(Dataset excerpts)
※ ※ ※

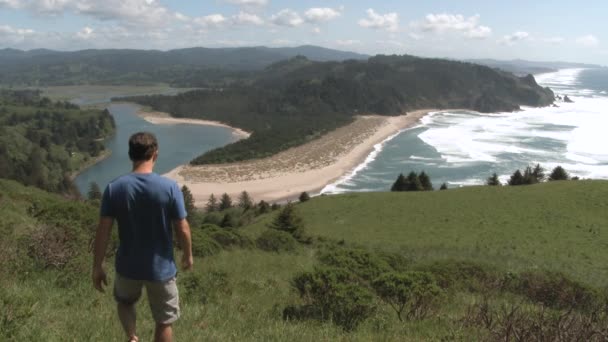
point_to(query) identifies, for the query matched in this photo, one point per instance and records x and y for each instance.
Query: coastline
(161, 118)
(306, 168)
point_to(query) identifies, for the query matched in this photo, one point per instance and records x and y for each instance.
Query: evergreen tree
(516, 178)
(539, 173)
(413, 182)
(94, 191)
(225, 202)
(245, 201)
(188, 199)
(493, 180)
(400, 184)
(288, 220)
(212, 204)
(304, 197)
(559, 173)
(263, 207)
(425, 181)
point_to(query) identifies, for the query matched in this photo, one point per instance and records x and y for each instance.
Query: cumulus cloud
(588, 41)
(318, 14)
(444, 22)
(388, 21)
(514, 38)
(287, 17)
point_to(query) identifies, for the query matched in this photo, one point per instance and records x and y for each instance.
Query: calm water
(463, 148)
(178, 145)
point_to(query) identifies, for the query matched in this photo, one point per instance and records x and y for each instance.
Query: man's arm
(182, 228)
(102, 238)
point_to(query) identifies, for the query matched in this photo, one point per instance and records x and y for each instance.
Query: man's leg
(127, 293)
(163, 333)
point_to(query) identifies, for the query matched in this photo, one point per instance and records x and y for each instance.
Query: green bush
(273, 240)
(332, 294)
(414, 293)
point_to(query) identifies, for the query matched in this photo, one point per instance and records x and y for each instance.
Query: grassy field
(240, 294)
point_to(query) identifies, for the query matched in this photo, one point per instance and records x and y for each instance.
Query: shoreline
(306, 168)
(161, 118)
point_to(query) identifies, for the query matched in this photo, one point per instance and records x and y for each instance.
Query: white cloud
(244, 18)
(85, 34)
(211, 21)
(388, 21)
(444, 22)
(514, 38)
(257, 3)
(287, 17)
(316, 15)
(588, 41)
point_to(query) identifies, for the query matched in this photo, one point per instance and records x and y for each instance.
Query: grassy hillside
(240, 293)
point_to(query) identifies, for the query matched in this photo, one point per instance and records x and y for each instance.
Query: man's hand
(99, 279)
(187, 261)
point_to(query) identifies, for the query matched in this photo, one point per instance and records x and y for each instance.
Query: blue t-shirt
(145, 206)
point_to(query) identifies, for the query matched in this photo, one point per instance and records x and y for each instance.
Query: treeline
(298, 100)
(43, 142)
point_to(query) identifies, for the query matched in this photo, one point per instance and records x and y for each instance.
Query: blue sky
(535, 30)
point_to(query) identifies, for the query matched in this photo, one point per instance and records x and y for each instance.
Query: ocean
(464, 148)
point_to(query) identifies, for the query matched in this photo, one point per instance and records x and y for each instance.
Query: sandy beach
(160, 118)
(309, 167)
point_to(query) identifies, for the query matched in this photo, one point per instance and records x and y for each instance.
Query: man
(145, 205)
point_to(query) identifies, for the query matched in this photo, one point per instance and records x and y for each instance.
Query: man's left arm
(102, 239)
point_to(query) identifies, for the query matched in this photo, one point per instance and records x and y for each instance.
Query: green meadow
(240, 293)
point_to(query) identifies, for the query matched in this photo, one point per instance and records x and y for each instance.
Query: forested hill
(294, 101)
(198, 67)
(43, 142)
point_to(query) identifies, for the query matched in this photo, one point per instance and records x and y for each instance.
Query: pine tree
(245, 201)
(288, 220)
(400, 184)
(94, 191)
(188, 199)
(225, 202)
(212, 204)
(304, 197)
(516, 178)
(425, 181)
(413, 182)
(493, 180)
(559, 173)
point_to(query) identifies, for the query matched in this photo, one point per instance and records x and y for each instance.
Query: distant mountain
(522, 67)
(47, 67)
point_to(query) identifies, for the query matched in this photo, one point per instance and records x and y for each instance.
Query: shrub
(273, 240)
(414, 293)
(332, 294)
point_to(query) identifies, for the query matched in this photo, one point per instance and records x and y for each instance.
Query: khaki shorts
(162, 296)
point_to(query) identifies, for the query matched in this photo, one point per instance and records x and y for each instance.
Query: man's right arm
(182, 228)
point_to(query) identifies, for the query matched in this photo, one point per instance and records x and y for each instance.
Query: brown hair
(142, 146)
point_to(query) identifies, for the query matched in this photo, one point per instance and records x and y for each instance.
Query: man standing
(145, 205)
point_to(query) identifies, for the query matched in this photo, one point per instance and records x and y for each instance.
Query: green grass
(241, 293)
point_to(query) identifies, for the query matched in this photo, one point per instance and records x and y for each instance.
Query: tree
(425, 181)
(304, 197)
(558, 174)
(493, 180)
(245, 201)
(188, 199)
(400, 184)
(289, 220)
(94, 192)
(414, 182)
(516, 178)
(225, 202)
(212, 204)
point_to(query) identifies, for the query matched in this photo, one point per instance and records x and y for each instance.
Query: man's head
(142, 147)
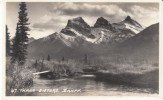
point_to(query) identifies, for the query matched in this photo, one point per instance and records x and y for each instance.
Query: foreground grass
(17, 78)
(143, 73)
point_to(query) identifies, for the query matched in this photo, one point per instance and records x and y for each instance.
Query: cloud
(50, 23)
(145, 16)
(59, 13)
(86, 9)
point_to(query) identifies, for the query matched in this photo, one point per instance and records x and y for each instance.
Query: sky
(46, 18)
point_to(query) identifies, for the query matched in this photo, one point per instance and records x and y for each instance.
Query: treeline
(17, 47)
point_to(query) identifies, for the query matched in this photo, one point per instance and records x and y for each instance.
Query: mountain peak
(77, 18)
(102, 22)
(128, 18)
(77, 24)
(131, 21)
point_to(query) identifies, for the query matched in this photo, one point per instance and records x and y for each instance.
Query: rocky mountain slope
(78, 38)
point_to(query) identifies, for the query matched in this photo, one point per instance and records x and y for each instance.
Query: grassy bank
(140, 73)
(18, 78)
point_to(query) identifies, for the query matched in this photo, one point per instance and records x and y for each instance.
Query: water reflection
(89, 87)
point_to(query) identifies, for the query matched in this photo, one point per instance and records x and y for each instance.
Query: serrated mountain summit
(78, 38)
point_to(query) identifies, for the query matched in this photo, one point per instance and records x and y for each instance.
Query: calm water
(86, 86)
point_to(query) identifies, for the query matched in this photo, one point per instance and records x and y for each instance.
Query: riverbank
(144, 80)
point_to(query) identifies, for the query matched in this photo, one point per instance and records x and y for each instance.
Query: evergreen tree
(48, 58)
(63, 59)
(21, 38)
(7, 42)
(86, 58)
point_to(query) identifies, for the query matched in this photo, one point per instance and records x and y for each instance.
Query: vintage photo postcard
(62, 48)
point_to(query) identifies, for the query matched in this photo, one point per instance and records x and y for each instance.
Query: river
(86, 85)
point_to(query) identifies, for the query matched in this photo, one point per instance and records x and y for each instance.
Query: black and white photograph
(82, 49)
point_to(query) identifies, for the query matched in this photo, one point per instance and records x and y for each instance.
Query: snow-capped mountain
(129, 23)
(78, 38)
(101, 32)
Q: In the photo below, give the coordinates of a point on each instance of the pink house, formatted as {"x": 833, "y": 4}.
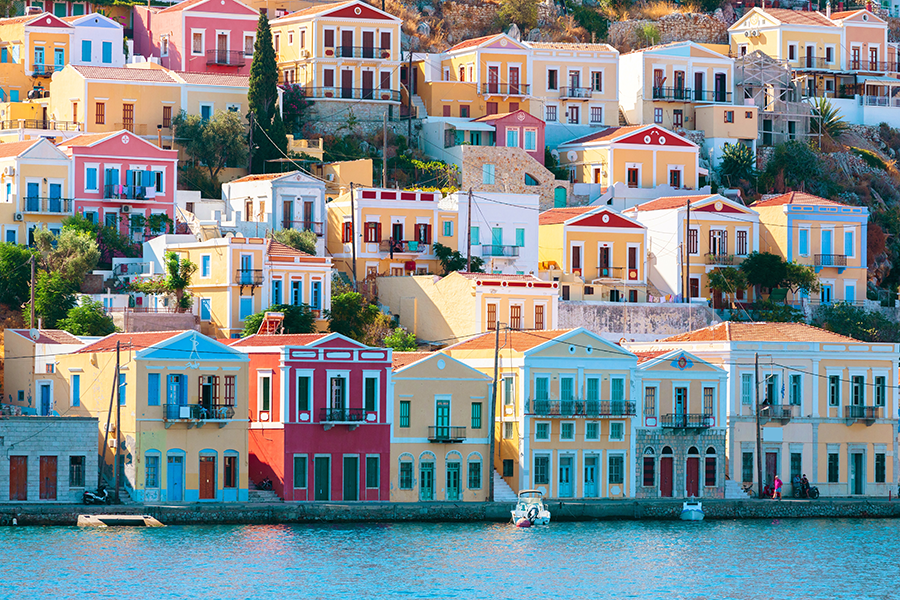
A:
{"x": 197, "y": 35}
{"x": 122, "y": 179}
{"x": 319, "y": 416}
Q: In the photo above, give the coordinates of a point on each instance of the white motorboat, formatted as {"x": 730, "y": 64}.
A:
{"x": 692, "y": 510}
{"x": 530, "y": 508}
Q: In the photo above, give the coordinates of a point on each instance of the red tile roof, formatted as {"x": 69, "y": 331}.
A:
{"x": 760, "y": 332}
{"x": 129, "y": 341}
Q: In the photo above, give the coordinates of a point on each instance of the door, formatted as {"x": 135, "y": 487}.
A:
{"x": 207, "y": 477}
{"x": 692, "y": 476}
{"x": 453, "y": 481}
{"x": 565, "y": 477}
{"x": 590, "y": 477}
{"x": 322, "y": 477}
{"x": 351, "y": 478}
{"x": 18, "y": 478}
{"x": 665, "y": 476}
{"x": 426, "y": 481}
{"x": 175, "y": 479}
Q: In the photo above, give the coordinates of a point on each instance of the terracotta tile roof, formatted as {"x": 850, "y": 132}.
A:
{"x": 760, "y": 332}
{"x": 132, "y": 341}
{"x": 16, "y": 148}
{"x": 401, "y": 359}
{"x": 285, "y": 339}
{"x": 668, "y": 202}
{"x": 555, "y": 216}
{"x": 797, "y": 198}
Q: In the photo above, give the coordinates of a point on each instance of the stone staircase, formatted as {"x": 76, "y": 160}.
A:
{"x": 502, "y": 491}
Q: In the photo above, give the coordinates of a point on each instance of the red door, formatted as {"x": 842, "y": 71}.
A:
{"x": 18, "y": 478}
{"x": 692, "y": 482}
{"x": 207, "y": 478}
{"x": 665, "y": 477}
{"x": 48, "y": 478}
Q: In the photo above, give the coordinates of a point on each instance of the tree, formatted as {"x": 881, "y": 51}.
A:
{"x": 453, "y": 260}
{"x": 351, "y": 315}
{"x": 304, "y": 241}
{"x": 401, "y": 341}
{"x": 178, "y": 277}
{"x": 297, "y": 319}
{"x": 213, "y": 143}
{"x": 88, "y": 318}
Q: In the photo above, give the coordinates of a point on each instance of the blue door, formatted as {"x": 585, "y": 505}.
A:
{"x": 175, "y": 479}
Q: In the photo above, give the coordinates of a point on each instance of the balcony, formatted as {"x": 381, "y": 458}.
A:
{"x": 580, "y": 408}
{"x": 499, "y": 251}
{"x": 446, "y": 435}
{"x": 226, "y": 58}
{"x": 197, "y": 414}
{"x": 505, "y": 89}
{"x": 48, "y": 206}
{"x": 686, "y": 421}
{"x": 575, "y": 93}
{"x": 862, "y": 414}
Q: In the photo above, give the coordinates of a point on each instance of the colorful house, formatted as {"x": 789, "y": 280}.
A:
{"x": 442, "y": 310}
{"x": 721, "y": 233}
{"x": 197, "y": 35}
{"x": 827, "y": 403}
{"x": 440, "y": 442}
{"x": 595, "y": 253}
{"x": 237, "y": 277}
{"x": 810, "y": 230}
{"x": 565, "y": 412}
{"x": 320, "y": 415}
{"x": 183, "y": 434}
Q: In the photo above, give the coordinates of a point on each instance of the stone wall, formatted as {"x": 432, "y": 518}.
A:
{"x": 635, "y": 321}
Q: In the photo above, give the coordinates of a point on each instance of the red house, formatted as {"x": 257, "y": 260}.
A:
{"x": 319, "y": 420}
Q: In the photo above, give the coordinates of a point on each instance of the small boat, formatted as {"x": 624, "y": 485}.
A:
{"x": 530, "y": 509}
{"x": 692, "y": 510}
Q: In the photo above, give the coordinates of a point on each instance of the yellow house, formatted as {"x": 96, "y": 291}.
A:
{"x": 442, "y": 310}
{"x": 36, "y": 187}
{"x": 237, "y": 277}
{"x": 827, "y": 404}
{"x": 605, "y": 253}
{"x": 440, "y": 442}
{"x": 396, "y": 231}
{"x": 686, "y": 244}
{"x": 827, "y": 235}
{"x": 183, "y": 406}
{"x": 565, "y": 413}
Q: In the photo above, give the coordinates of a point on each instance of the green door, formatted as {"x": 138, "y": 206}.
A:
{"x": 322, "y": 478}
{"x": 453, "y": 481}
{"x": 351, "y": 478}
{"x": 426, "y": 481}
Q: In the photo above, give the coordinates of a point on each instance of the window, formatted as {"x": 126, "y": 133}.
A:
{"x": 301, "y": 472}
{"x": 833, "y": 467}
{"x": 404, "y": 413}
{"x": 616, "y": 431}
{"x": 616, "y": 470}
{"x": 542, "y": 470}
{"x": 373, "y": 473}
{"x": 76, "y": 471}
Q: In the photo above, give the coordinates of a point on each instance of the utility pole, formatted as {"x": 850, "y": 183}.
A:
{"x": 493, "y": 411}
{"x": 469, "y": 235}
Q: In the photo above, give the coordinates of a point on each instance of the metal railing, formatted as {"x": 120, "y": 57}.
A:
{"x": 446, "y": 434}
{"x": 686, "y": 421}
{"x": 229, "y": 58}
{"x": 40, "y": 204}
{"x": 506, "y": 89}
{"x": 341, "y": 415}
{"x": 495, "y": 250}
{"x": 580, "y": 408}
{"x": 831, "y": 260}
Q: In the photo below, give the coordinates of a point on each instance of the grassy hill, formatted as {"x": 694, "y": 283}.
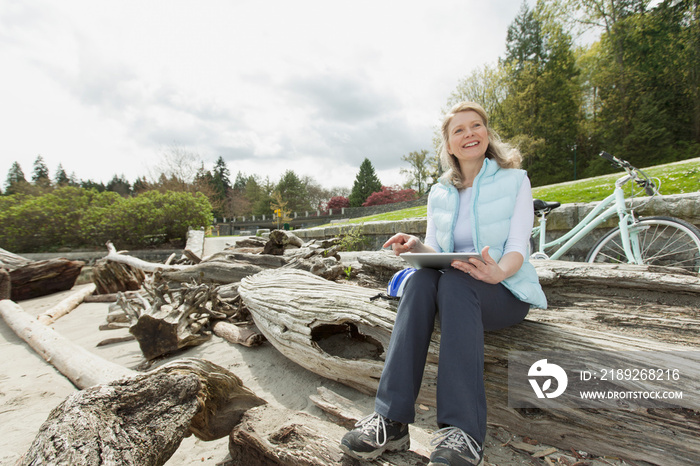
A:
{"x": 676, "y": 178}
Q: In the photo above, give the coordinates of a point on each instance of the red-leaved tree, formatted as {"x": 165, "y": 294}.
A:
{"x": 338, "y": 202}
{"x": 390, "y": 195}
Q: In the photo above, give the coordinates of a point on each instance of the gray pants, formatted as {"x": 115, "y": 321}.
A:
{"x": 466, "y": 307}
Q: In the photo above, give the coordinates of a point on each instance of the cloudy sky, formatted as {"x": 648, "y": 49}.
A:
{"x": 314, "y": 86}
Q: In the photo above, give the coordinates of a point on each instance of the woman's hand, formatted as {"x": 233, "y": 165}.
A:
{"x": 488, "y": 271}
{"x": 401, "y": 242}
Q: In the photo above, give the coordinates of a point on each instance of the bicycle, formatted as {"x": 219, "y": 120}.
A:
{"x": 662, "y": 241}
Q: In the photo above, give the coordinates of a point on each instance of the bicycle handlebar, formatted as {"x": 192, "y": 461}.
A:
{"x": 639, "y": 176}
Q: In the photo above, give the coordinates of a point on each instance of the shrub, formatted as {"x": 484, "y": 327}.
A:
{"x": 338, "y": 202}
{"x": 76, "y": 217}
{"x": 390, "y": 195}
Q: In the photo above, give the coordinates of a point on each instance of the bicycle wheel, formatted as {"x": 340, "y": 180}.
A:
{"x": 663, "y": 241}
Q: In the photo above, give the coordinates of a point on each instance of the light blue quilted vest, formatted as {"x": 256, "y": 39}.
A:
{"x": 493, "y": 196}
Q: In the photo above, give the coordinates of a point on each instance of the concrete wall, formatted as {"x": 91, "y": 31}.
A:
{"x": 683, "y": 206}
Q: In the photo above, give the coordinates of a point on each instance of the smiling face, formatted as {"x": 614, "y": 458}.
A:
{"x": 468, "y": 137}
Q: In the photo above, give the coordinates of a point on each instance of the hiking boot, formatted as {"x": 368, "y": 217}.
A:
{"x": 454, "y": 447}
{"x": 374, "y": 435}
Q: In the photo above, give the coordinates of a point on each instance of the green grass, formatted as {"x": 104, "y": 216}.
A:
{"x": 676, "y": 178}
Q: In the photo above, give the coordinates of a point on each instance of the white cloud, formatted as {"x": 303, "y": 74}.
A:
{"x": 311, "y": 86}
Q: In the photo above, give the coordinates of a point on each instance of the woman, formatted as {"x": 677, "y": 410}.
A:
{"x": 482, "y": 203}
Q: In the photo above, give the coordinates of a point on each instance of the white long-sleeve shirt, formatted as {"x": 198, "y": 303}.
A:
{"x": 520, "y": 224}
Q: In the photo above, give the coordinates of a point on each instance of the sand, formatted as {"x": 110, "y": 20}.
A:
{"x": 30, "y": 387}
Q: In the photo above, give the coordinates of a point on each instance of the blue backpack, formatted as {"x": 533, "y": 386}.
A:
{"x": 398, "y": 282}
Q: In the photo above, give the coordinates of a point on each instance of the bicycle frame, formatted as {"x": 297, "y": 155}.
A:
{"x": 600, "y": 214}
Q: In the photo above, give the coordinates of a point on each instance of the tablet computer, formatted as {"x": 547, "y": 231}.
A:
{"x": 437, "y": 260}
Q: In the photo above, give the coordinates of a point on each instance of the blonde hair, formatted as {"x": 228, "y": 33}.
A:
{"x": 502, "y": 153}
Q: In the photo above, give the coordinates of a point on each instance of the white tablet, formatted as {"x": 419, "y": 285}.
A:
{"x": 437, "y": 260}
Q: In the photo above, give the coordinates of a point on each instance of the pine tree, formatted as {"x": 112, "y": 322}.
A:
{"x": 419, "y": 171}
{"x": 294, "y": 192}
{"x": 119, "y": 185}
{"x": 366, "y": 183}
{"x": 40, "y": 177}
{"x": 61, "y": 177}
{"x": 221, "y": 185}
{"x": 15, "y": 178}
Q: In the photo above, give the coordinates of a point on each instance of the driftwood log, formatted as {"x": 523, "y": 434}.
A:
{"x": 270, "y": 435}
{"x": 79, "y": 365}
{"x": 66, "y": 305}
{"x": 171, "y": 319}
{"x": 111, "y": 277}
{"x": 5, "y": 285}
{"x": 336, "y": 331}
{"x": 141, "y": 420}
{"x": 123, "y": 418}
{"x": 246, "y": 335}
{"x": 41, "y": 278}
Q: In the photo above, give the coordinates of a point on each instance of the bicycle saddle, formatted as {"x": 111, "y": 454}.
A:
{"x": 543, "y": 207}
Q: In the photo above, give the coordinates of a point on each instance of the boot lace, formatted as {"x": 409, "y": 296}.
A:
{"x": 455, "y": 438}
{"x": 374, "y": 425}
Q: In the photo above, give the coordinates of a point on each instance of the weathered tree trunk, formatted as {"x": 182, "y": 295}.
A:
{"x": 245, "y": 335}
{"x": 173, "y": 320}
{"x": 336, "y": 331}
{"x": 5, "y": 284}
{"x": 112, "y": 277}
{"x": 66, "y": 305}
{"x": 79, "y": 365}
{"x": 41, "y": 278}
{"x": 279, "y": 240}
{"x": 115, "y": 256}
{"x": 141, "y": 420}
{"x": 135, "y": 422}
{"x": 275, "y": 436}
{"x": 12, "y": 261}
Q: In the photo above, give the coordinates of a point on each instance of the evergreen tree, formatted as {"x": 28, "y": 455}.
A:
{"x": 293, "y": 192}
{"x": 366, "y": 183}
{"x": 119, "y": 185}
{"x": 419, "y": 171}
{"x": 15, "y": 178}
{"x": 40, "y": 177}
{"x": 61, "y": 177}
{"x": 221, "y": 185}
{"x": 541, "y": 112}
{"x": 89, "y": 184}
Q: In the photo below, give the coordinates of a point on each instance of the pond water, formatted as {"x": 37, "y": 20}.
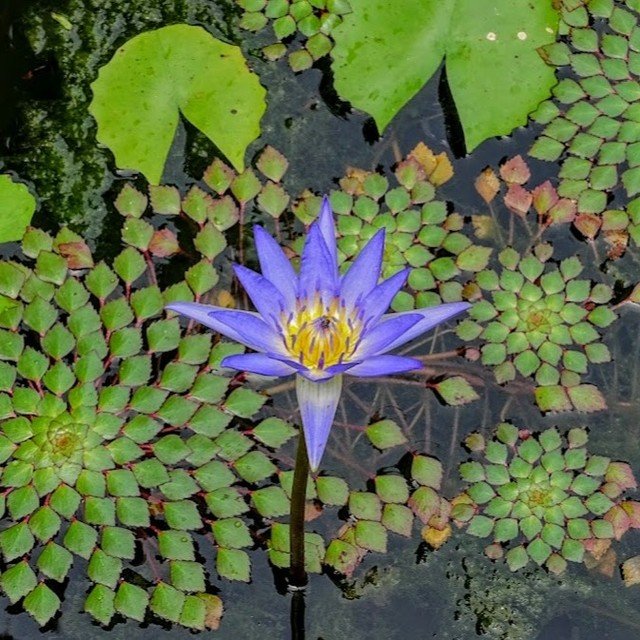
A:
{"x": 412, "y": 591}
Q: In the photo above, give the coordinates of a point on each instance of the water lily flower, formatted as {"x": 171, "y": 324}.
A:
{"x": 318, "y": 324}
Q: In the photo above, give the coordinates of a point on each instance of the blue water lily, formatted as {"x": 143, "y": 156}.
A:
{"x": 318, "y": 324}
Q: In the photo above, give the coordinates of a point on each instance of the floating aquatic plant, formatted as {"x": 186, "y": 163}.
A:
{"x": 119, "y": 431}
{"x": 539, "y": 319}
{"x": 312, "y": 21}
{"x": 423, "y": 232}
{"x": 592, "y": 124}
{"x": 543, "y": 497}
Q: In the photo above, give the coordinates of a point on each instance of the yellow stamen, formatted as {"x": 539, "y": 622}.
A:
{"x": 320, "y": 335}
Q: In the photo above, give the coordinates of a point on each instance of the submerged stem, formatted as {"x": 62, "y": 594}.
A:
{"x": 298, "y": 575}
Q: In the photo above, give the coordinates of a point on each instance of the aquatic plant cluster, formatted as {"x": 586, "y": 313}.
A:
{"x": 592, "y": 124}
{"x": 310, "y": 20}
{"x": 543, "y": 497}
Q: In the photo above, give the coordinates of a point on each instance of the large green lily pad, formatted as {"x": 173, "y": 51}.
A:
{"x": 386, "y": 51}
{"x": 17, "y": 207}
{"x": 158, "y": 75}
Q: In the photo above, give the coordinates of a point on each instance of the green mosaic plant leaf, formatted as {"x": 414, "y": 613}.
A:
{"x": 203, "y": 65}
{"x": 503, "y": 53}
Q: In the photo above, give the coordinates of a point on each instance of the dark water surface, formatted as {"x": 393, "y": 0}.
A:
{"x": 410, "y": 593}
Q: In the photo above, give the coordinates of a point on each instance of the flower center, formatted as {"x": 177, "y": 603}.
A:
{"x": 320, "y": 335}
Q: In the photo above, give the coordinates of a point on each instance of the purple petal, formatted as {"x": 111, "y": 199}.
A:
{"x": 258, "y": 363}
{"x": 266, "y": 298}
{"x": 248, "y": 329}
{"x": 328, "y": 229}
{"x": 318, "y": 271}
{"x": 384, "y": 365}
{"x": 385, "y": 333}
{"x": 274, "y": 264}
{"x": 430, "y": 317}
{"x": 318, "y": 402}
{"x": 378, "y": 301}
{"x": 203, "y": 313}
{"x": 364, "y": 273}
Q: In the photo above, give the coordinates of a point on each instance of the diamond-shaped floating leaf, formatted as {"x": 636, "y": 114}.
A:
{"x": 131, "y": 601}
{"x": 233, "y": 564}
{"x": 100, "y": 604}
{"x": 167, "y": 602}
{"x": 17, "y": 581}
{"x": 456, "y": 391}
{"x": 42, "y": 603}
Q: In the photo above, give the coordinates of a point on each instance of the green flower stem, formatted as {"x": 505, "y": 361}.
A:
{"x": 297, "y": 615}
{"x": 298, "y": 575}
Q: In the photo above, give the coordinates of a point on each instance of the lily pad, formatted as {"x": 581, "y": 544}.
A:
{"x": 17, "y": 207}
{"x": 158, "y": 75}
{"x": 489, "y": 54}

※ ※ ※

◆ Task item
Only a number is wanted. Count the lines of the data that contain "plant".

◆ Problem solution
3